Repeat, without any change, the entries presented below.

-- begin Provided information --

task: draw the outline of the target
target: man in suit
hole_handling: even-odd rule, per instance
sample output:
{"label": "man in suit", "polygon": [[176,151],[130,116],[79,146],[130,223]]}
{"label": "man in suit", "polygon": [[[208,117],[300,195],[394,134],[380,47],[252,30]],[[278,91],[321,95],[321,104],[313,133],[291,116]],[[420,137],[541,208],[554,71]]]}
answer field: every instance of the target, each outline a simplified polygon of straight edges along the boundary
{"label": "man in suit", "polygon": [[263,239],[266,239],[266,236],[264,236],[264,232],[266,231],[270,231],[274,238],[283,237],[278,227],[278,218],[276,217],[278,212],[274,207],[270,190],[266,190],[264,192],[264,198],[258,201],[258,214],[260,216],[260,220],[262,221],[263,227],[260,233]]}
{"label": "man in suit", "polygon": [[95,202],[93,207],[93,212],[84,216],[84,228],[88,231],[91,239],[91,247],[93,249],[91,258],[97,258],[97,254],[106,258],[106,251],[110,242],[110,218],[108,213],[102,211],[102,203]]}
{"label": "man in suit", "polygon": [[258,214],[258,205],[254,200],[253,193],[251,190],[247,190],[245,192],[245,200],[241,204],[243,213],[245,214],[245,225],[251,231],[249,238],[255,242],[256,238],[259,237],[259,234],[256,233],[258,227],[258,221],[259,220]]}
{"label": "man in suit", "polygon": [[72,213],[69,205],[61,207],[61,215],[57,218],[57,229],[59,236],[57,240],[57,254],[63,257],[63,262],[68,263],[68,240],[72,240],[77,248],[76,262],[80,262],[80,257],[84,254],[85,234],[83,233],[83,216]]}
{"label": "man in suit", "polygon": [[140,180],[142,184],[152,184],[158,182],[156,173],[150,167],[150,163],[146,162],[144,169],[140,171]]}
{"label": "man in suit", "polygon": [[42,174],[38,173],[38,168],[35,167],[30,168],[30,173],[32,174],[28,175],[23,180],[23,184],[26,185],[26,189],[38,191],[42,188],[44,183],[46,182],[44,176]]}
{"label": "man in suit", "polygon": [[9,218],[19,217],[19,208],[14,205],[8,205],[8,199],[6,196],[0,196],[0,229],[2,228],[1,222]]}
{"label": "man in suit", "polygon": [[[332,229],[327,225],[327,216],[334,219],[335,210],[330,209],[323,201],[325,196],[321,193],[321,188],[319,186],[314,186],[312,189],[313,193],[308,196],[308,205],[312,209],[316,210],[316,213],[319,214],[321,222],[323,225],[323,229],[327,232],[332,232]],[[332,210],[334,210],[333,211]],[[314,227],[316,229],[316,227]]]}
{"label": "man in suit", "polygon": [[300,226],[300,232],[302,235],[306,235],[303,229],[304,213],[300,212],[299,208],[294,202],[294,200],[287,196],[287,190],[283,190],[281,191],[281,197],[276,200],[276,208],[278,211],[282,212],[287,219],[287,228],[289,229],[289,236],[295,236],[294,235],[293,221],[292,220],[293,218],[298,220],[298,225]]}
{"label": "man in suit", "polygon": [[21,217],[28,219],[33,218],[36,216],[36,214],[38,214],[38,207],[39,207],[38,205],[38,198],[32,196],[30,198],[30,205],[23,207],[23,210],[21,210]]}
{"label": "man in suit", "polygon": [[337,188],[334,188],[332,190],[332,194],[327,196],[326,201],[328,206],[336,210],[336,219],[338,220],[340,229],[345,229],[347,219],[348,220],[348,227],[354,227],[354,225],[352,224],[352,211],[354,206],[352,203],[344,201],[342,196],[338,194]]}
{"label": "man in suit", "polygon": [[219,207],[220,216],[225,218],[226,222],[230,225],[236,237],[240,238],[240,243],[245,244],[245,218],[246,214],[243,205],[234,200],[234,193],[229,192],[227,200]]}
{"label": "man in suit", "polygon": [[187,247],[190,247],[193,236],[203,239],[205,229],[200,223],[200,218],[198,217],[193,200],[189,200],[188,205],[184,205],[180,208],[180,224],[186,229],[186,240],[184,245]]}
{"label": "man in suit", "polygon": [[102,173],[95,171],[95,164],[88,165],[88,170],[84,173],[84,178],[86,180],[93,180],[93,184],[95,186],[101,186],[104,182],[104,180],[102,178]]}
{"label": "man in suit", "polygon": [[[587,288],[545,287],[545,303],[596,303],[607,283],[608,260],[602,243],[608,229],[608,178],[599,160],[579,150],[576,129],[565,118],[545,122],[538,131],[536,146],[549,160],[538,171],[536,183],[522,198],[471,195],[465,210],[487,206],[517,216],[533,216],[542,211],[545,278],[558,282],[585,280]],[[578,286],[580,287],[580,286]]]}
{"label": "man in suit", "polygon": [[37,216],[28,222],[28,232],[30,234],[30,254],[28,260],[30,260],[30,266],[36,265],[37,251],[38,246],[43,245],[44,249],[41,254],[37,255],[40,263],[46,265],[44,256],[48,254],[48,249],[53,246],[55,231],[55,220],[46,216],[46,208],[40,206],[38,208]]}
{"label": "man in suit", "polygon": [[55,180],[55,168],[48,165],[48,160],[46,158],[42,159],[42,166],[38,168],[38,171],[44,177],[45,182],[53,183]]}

-- end Provided information --

* **Written answer**
task: draw the outline of the target
target: man in suit
hole_handling: even-odd rule, per instance
sample output:
{"label": "man in suit", "polygon": [[176,151],[130,116],[79,146],[130,223]]}
{"label": "man in suit", "polygon": [[[208,117],[300,195],[394,134],[380,47],[252,30]],[[278,91],[321,95],[321,104],[313,133],[291,116]],[[420,137],[541,208],[554,71]]]}
answer field: every instance of the target, each outline a simplified polygon of straight edges along the boundary
{"label": "man in suit", "polygon": [[263,239],[266,239],[266,236],[264,236],[264,232],[266,231],[270,231],[274,238],[283,237],[278,227],[278,218],[276,217],[278,212],[274,207],[270,190],[266,190],[264,192],[264,198],[258,201],[258,214],[260,216],[260,220],[262,221],[263,227],[260,233]]}
{"label": "man in suit", "polygon": [[95,202],[93,207],[93,212],[84,216],[84,228],[88,231],[91,239],[91,247],[93,249],[91,258],[97,258],[97,254],[106,258],[106,251],[110,242],[110,218],[108,213],[102,211],[102,203]]}
{"label": "man in suit", "polygon": [[258,214],[258,205],[254,200],[253,193],[251,190],[247,190],[245,192],[245,200],[241,204],[243,213],[245,214],[245,225],[251,231],[249,238],[255,242],[256,238],[259,237],[259,234],[256,233],[258,227],[258,221],[259,220]]}
{"label": "man in suit", "polygon": [[72,213],[69,205],[61,207],[61,215],[57,218],[57,229],[59,236],[57,240],[57,254],[63,257],[63,262],[68,263],[68,240],[72,240],[77,248],[76,262],[80,262],[80,257],[84,254],[85,234],[83,233],[83,216]]}
{"label": "man in suit", "polygon": [[140,180],[142,184],[152,184],[158,182],[156,173],[150,167],[150,163],[146,162],[144,169],[140,171]]}
{"label": "man in suit", "polygon": [[42,174],[38,173],[38,168],[35,167],[30,168],[30,173],[32,174],[28,175],[23,180],[23,184],[26,185],[26,189],[38,191],[42,188],[44,183],[46,182],[44,176]]}
{"label": "man in suit", "polygon": [[9,218],[19,217],[19,208],[14,205],[8,205],[8,199],[6,196],[0,196],[0,229],[2,228],[1,222]]}
{"label": "man in suit", "polygon": [[[332,229],[327,225],[327,216],[334,219],[335,210],[330,209],[323,201],[325,196],[321,193],[321,188],[319,186],[314,186],[312,189],[313,193],[308,196],[308,205],[312,209],[316,210],[316,213],[319,214],[321,222],[323,225],[323,229],[327,232],[332,232]],[[332,210],[334,210],[333,211]],[[314,227],[316,229],[316,227]]]}
{"label": "man in suit", "polygon": [[300,226],[300,232],[302,235],[306,235],[303,229],[304,213],[300,212],[299,208],[294,202],[294,200],[287,196],[287,190],[283,190],[281,191],[281,197],[276,200],[276,208],[278,211],[282,212],[287,219],[287,228],[289,229],[289,236],[295,236],[294,235],[293,221],[292,220],[293,218],[298,220],[298,225]]}
{"label": "man in suit", "polygon": [[21,217],[28,219],[33,218],[36,216],[36,214],[38,214],[38,207],[39,207],[38,205],[38,198],[32,196],[30,198],[30,205],[23,207],[23,210],[21,210]]}
{"label": "man in suit", "polygon": [[337,188],[334,188],[332,190],[332,194],[327,196],[326,201],[328,206],[336,210],[336,219],[338,220],[340,229],[345,229],[347,219],[348,220],[348,227],[354,227],[354,225],[352,224],[352,211],[354,206],[352,203],[344,201],[342,196],[338,194]]}
{"label": "man in suit", "polygon": [[219,207],[220,216],[225,218],[226,222],[230,225],[236,237],[240,238],[240,243],[245,244],[245,218],[246,214],[243,205],[234,200],[234,193],[229,192],[227,200]]}
{"label": "man in suit", "polygon": [[187,247],[190,247],[193,236],[203,239],[205,229],[200,223],[200,218],[198,217],[193,200],[189,200],[188,205],[184,205],[180,208],[180,224],[186,229],[186,240],[184,245]]}
{"label": "man in suit", "polygon": [[102,173],[95,171],[95,164],[88,165],[88,170],[84,173],[84,178],[86,180],[93,180],[93,184],[95,186],[101,186],[104,182],[104,180],[102,178]]}
{"label": "man in suit", "polygon": [[[587,288],[545,287],[545,303],[596,303],[607,283],[608,260],[602,243],[608,229],[608,178],[599,160],[579,150],[576,129],[565,118],[545,122],[538,131],[536,146],[549,160],[538,171],[536,183],[522,198],[471,195],[465,210],[487,206],[517,216],[533,216],[542,211],[545,278],[558,282],[585,280]],[[578,286],[580,287],[580,286]]]}
{"label": "man in suit", "polygon": [[37,216],[28,222],[28,232],[30,234],[30,254],[28,260],[30,260],[30,266],[36,265],[37,251],[38,246],[43,245],[44,249],[41,254],[37,255],[40,263],[46,265],[44,256],[48,254],[48,249],[53,246],[55,231],[55,220],[46,216],[46,208],[40,206],[38,208]]}
{"label": "man in suit", "polygon": [[55,180],[55,168],[48,165],[48,160],[46,158],[42,159],[42,166],[38,168],[38,171],[44,177],[45,182],[53,183]]}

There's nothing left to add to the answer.